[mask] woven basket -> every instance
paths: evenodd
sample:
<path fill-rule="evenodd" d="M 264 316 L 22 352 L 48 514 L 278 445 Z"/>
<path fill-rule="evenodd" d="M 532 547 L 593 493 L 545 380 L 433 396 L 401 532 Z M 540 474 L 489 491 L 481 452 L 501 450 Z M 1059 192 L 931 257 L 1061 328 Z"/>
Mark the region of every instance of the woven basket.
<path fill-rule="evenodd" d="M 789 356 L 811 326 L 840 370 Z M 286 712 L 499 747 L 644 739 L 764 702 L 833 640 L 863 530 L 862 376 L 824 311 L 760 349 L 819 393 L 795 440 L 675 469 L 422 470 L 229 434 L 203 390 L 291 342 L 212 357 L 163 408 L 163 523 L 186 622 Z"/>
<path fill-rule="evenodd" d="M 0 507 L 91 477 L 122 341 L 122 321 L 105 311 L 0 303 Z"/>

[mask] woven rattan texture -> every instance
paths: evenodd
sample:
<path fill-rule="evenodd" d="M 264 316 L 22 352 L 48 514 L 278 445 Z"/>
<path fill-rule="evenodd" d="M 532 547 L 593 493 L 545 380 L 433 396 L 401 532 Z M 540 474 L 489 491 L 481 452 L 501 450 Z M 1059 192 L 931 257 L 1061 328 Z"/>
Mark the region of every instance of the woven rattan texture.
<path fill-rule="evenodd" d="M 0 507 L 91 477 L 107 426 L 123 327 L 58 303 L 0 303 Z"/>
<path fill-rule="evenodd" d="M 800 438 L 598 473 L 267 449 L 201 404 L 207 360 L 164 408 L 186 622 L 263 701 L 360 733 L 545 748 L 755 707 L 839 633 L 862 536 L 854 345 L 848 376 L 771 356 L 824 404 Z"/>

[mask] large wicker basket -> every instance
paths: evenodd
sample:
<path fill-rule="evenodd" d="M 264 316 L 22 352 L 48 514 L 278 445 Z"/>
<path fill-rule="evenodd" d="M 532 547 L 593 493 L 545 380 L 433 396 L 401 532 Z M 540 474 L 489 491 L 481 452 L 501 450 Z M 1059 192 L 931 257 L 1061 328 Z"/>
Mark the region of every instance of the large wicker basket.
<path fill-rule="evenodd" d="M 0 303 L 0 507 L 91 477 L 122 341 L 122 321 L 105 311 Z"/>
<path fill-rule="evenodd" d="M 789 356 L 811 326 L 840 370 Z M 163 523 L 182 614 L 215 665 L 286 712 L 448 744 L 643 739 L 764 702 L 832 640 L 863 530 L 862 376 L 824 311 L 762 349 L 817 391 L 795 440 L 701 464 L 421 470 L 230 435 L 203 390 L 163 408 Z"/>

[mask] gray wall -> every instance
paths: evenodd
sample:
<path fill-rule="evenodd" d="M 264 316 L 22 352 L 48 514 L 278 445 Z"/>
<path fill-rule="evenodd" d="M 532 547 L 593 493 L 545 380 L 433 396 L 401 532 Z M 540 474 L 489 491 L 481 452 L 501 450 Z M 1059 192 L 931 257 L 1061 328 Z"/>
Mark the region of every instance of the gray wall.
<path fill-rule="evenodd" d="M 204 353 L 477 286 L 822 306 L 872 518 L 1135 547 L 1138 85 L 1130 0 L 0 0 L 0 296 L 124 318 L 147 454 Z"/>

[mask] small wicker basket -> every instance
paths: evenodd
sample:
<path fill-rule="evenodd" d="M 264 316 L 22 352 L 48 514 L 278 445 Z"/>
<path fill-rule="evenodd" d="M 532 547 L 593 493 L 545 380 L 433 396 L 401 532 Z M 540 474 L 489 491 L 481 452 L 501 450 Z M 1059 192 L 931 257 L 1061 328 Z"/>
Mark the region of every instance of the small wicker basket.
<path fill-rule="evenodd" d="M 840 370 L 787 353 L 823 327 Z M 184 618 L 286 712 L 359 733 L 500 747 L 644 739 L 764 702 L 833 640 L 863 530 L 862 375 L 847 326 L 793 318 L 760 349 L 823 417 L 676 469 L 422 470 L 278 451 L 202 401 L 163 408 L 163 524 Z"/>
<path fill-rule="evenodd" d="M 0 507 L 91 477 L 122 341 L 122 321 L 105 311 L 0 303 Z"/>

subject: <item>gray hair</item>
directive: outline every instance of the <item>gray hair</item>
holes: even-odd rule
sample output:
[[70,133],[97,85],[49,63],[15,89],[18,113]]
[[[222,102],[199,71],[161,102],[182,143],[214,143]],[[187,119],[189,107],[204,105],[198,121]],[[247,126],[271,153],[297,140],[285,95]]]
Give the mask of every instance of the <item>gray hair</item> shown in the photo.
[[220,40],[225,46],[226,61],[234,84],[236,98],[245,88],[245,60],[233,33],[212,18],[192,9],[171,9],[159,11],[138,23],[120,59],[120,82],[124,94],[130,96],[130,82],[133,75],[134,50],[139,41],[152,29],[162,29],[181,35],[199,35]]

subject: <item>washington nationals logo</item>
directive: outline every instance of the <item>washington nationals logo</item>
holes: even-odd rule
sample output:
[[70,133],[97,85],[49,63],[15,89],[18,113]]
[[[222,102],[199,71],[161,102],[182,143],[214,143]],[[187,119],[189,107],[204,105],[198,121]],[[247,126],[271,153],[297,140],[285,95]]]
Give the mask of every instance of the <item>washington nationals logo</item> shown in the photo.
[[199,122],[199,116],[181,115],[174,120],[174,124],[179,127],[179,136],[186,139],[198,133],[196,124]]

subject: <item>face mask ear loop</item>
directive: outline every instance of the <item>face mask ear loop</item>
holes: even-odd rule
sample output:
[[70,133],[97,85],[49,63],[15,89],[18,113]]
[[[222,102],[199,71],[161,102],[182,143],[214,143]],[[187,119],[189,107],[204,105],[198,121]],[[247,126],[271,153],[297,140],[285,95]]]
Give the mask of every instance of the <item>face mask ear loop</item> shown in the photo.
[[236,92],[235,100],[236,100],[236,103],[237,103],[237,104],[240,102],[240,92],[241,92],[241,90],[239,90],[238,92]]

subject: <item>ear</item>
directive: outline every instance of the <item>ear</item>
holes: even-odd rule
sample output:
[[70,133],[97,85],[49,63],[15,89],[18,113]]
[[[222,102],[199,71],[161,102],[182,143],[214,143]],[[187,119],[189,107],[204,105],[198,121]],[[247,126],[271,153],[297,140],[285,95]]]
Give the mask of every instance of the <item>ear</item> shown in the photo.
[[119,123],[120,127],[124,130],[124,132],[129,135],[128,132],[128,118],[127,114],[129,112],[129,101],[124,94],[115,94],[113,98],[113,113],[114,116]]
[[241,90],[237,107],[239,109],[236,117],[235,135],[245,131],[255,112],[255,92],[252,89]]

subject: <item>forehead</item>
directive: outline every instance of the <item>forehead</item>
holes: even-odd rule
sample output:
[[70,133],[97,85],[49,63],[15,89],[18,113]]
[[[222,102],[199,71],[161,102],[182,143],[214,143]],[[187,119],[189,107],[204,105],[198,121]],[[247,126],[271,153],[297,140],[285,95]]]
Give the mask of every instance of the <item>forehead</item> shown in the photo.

▸ Goal:
Identify each line above that contains the string "basket", and copy every such line in full.

▸ The reply:
[mask] woven basket -> every instance
Mark the region of every instance of the woven basket.
[mask] large wicker basket -> every instance
Mark the region of every instance of the large wicker basket.
[mask] small wicker basket -> every instance
Mark the region of every instance of the small wicker basket.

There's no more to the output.